● **Selected extract**

For me, and most of the canaries that I know, being around any of the items in that list, and so many more, is debilitating, and sometimes even deadly. In reality? My case is very mild. I am extraordinary grateful that I am actually able to still be out in the world.
There’s one lady that I know that cannot leave her farm at all. But she is able to walk now, since moving there, and go out and garden, and take care of her family and she’s extraordinarily grateful for the all the Lord has done in her life. The most heartbreaking thing about her situation, is the local electric power company is go to install smart meters. Which means she, and her family, will either have to move again, or find some other way to protect her.
One of her good friends is confined to one room in her home. Her husband brings her what she needs. She’s only able to eat liquefied organic peas. Yet she praises the Lord for all of the wonderful things that He has done in her life.
Another sweet friend has to sleep in a little canyon to be able to get sleep at all. Her better half has to help her get into a little cocoon so she doesn’t freeze to death in the winter. Yet she still makes the most beautiful artwork and finds time to help other people.

● **Entries shown**
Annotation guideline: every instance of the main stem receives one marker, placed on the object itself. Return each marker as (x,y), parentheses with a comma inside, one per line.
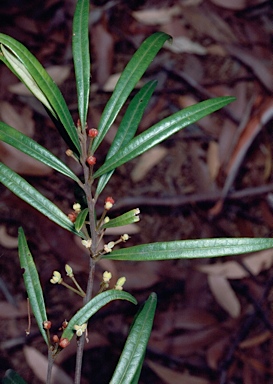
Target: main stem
(93,249)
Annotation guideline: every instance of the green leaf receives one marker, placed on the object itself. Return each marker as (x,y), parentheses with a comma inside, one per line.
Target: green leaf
(25,144)
(81,219)
(135,346)
(81,57)
(39,82)
(92,307)
(162,130)
(127,218)
(26,192)
(128,127)
(32,283)
(11,377)
(127,81)
(190,249)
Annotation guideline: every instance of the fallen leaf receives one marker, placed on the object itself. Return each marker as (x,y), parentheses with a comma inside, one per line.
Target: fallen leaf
(156,16)
(38,363)
(255,263)
(147,161)
(170,376)
(224,295)
(182,44)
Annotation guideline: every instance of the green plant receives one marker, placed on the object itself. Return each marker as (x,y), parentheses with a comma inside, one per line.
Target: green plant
(84,144)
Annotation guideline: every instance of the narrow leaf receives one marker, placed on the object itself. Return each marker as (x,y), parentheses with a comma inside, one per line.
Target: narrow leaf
(81,219)
(25,144)
(32,283)
(128,127)
(26,192)
(135,346)
(12,377)
(162,130)
(92,307)
(190,249)
(127,81)
(81,57)
(35,71)
(127,218)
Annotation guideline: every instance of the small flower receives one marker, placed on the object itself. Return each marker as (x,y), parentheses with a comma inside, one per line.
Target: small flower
(80,329)
(87,243)
(56,278)
(69,152)
(55,339)
(109,247)
(64,343)
(120,283)
(109,202)
(47,324)
(72,216)
(91,160)
(69,270)
(93,132)
(125,237)
(106,276)
(77,207)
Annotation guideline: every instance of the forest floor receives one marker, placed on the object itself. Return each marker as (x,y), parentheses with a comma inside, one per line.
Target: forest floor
(212,179)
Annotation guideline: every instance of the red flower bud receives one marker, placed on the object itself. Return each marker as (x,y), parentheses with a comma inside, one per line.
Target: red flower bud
(64,343)
(91,160)
(47,324)
(93,132)
(72,217)
(55,339)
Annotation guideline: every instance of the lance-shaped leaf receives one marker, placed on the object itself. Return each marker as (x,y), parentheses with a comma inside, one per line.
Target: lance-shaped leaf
(38,81)
(81,57)
(12,377)
(81,219)
(128,127)
(127,218)
(162,130)
(84,314)
(32,283)
(25,144)
(26,192)
(135,347)
(190,249)
(127,81)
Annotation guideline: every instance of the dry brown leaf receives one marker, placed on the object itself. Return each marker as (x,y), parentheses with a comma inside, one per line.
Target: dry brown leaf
(147,161)
(224,295)
(156,16)
(182,44)
(6,240)
(213,160)
(59,74)
(236,5)
(171,376)
(38,363)
(9,311)
(255,263)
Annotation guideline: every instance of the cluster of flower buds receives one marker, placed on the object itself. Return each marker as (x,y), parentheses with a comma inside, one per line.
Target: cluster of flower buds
(108,203)
(74,214)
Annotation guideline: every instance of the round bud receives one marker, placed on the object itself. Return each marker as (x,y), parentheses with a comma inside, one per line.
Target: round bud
(91,160)
(72,217)
(47,324)
(55,339)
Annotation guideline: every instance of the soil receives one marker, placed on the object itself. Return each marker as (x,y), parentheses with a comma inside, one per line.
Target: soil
(212,179)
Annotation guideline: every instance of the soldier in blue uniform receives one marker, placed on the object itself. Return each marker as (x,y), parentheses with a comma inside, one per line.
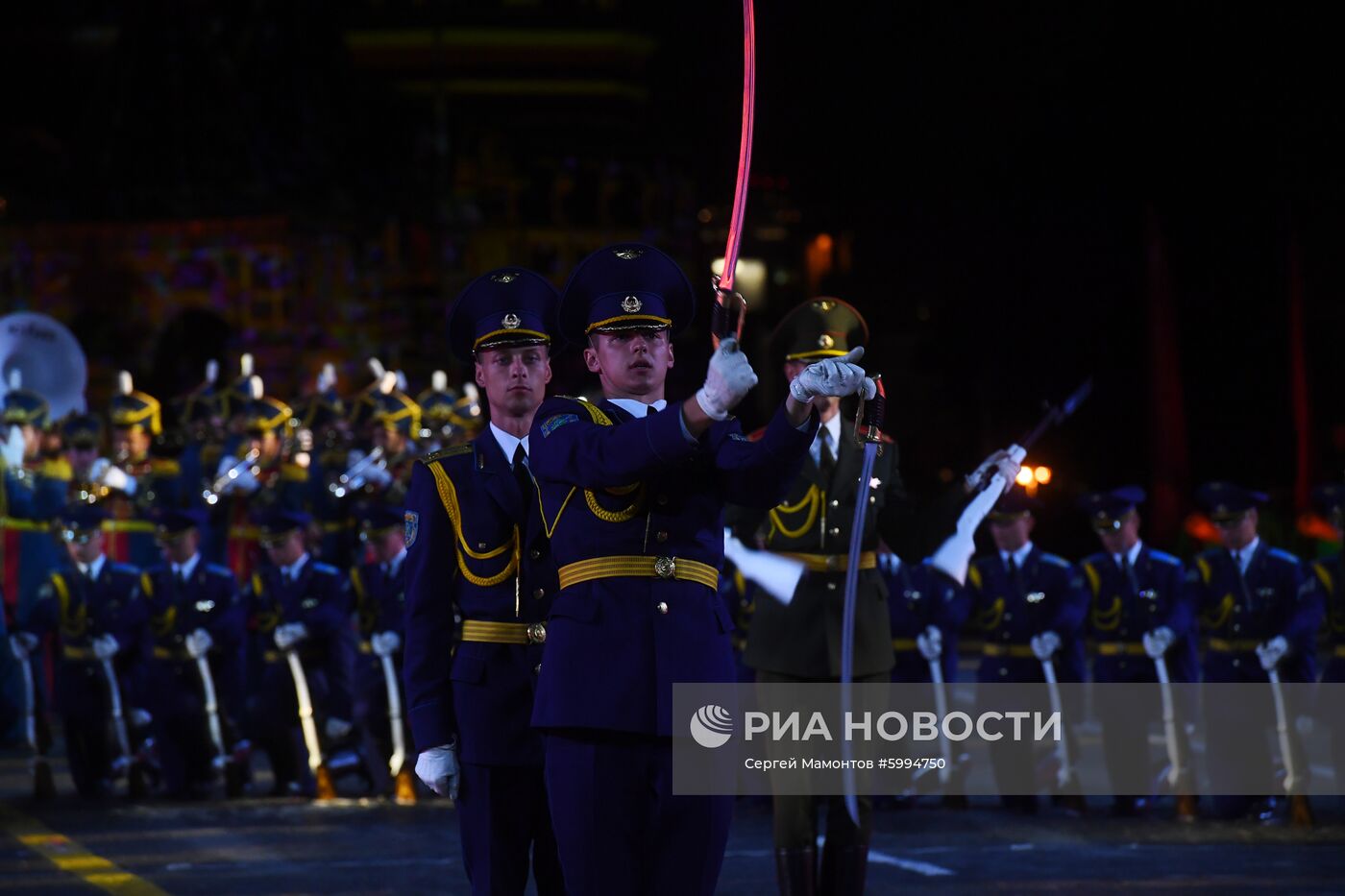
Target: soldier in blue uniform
(1029,613)
(296,603)
(379,590)
(94,608)
(1328,574)
(927,610)
(1138,614)
(30,496)
(475,540)
(1259,613)
(632,492)
(194,613)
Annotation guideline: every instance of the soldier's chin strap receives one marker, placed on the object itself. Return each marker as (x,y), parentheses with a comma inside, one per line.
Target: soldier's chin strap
(730,307)
(869,433)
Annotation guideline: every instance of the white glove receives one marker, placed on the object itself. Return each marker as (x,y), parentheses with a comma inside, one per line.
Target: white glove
(777,576)
(336,728)
(105,646)
(833,376)
(930,643)
(22,643)
(437,767)
(385,643)
(1045,644)
(1273,651)
(117,478)
(12,448)
(291,634)
(726,381)
(199,643)
(954,554)
(1159,641)
(1006,462)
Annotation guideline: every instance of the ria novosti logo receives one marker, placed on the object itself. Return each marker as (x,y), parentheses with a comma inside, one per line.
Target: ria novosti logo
(712,725)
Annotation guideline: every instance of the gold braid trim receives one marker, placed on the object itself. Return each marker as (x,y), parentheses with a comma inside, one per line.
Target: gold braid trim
(1217,617)
(448,496)
(813,500)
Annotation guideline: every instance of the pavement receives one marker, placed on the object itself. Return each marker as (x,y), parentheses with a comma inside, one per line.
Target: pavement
(362,845)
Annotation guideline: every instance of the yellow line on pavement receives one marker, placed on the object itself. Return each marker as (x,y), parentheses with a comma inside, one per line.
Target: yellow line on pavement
(71,858)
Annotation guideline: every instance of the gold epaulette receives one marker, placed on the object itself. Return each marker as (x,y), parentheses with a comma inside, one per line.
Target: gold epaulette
(444,452)
(57,469)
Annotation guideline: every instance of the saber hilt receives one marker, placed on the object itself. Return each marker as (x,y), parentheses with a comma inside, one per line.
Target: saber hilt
(868,423)
(729,312)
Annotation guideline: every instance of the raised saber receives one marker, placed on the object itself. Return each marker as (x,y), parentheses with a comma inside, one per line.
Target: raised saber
(730,307)
(869,433)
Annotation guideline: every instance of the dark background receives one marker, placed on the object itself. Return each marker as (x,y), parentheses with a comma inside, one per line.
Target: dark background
(1018,195)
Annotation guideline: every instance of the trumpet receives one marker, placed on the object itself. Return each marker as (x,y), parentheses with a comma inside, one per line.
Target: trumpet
(354,478)
(211,496)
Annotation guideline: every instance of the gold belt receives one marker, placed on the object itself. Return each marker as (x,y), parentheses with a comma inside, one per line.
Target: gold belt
(1221,646)
(1120,648)
(488,633)
(639,567)
(1008,650)
(834,563)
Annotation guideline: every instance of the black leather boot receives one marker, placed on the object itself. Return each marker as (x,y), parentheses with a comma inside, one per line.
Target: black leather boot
(844,869)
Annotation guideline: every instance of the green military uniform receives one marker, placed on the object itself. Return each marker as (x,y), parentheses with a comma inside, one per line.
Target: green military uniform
(800,641)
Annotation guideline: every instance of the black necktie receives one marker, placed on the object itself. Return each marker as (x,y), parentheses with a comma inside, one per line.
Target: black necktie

● **List of tasks**
1. Answer these about the canaries passage:
(a) Since moving to her farm, what has the lady who cannot leave it been able to do?
(b) What is the friend who is confined to one room able to eat?
(c) Where does another friend have to sleep to get any sleep at all?
2. Copy the part of the canaries passage starting at "For me, and" and ending at "to protect her.", swapping "farm" for "ranch".
3. Pick up the canaries passage after its last sentence and keep it going.
The entries are separate material and have nothing to do with the canaries passage.

● **Exercise results**
1.
(a) She is able to walk, go out and garden, and take care of her family.
(b) Only liquefied organic peas.
(c) In a little canyon.

2.
For me, and most of the canaries that I know, being around any of the items in that list, and so many more, is debilitating, and sometimes even deadly. In reality? My case is very mild. I am extraordinary grateful that I am actually able to still be out in the world.
There’s one lady that I know that cannot leave her ranch at all. But she is able to walk now, since moving there, and go out and garden, and take care of her family and she’s extraordinarily grateful for the all the Lord has done in her life. The most heartbreaking thing about her situation, is the local electric power company is go to install smart meters. Which means she, and her family, will either have to move again, or find some other way to protect her.

3.
I felt like I had the rug jerked out from underneath of me, one more time. I had to leave Snowflake. It turns out there’s a lot of uranium dust in the Snowflake area and I didn’t know how devastating it would be to my diabetes numbers. But I too, am very grateful to the Lord, because I finally had a question answered, that I had been asking for nine years. How on Earth did I wind up with diabetes in just 3 weeks? The day before the cancer surgery, almost 10 years ago now, they checked my hba1c, three times, and it was at 5.4 each time. Totally normal. Three weeks later, after receiving my fourth and most massive dose of radioactive iodine, which comes from, you guessed it, uranium, my hba1c was at 9.0! I have been fighting that bear ever since.
When I shared the heartache side of that story, in tears, with one of my closest friends, she told me that she I knew exactly what I was going through. She can no longer count the number of times, that she has left a place, that she thought might work out, in tears. Realizing, once more, that she was going to be on the road, and On The Run, once again.
There are so many people who are dealing with this, that I know personally, whose stories I haven’t even mentioned here, who are so much worse off than I am, that I feel I have no right to tell you, very much of that side of my story. Yet I wanted you to know, there are Canaries out there, and they are getting sicker, and they are dying.
Dear Gentle Reader.
We need to listen.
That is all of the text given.